__INPUT DATA__:
○ ○ ○ ○ ○ ○ ○
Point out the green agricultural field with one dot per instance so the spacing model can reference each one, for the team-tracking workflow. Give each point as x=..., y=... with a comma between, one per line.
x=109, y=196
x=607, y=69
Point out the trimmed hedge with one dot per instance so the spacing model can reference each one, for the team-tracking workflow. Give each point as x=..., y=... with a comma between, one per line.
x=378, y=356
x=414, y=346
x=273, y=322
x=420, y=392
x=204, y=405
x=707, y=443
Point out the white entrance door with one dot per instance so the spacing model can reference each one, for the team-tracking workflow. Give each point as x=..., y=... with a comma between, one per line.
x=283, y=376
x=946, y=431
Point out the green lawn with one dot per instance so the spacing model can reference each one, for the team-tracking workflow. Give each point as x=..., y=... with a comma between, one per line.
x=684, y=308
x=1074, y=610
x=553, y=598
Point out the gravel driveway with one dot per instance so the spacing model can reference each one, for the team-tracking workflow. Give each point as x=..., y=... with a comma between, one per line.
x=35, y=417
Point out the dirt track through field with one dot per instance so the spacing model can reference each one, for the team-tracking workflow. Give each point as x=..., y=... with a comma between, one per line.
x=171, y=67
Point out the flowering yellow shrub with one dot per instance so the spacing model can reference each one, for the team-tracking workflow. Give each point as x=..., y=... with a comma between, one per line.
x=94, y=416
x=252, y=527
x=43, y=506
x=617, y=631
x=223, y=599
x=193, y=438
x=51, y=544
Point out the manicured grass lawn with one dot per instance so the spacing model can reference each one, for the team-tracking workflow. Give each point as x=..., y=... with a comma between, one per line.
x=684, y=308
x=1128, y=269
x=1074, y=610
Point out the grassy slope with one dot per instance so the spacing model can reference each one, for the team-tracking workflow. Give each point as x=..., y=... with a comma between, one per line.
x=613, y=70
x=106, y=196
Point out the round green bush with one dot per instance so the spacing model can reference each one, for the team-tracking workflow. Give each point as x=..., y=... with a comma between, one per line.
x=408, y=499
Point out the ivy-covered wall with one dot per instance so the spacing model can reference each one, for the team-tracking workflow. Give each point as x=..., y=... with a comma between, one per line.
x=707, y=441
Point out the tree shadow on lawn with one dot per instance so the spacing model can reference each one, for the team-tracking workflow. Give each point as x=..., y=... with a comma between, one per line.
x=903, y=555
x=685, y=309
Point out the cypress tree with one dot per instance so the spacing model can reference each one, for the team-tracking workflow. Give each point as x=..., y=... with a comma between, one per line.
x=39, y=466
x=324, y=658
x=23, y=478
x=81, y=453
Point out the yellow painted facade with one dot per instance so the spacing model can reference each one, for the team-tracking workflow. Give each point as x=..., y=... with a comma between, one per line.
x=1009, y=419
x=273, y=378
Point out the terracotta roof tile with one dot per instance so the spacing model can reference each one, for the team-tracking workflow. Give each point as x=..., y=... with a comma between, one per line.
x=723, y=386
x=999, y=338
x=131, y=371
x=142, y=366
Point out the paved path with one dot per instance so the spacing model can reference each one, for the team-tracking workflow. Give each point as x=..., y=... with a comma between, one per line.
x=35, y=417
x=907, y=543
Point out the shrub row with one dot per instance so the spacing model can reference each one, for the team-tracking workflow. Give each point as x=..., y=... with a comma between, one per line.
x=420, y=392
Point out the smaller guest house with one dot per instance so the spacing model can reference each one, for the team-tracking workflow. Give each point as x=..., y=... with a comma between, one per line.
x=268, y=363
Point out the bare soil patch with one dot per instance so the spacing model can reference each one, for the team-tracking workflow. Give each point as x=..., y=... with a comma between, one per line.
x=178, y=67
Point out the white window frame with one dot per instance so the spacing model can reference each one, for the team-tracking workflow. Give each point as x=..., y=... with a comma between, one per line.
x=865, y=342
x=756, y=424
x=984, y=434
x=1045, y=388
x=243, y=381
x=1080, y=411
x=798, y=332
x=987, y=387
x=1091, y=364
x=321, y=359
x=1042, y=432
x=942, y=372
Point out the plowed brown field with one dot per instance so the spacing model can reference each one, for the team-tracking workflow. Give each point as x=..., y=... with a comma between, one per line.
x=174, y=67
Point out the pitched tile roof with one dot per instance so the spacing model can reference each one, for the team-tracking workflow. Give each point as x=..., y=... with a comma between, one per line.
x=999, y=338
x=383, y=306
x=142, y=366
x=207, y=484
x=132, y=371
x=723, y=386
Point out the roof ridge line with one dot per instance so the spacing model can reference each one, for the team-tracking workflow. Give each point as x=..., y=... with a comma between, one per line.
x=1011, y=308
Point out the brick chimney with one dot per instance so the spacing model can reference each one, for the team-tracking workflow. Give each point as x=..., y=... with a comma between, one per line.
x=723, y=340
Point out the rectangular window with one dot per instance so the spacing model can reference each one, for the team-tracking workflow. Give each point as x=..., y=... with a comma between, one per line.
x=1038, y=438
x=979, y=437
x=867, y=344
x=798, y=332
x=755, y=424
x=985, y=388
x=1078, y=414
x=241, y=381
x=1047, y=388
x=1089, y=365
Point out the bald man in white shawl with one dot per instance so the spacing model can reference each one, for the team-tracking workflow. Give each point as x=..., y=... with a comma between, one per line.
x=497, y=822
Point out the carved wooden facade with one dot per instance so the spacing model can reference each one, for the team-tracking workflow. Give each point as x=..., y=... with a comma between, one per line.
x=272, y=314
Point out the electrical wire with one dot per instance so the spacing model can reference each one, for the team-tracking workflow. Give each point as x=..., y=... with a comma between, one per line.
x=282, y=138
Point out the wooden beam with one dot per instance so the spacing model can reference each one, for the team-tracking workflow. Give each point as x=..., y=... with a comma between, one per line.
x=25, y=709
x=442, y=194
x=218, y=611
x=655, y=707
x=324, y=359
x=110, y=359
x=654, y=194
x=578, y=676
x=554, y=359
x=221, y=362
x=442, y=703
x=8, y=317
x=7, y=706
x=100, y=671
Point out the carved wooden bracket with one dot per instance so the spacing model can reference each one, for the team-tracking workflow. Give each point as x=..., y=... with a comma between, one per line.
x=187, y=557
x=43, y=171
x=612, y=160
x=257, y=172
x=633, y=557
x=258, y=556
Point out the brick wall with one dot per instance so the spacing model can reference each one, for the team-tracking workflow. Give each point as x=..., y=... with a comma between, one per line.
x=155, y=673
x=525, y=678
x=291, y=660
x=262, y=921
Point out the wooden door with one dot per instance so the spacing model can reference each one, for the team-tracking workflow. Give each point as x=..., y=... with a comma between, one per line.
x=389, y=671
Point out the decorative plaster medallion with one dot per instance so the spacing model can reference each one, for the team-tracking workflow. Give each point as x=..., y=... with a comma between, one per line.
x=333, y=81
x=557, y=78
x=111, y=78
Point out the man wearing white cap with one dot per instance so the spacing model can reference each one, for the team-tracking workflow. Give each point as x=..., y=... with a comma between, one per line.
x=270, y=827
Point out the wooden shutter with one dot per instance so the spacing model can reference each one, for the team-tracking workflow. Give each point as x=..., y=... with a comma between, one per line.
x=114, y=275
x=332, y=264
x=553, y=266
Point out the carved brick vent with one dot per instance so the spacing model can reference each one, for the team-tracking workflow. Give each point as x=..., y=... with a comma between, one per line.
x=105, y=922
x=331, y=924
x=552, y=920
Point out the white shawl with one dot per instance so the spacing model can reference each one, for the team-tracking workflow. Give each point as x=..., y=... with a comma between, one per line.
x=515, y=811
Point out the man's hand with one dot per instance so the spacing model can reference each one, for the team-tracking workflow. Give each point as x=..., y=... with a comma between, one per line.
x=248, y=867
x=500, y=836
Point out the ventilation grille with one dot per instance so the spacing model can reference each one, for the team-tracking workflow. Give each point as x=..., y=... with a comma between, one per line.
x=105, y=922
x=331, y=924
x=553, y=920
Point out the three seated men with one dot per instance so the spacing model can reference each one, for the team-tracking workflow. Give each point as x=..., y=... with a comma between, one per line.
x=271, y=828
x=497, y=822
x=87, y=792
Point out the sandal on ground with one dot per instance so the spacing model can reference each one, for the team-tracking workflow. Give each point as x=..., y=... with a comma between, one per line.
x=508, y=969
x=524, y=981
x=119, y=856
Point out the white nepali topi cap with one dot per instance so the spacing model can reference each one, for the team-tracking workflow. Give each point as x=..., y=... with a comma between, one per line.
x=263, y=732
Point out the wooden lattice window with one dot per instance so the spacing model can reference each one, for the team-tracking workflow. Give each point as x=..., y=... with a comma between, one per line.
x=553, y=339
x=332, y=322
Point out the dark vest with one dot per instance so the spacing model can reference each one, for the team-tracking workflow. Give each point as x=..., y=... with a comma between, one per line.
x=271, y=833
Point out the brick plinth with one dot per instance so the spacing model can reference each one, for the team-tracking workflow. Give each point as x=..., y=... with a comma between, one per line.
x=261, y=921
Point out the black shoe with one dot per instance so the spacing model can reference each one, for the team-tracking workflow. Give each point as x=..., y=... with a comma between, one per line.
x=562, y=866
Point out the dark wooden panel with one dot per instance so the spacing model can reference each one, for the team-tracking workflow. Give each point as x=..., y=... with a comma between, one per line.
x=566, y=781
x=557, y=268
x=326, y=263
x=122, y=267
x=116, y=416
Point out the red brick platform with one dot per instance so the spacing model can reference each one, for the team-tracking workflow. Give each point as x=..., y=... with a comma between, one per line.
○ ○ ○ ○ ○ ○ ○
__EXERCISE__: Edit the material from its first line through the line that contains "x=553, y=598", replacing "trimmed hedge" with "clipped hedge" and leaving everything else unchanged. Return only those lines.

__RESULT OF THIS EXERCISE__:
Point out the green agricultural field with one dot per instance so the spacing model can reference each one, for the team-tracking workflow. Give each point as x=..., y=... with a comma between, one per line.
x=109, y=196
x=607, y=69
Point out the clipped hedge with one dot per instance so the spacing model can reference each one, for the team-tracking workflow. Give each point as x=..., y=... with a comma between, one per line.
x=378, y=356
x=414, y=346
x=273, y=322
x=420, y=392
x=204, y=405
x=707, y=443
Point out the white entrance door with one dot per instance so the spacing model can reference each one, for the team-tracking workflow. Give each point as x=..., y=... with a comma between, one per line.
x=283, y=376
x=946, y=431
Point out the green lawn with one dot per instance so the spacing model can reference each one, for the team-tracking workflow. Give each point as x=..., y=... with a comma between, one per line.
x=684, y=308
x=1074, y=610
x=553, y=598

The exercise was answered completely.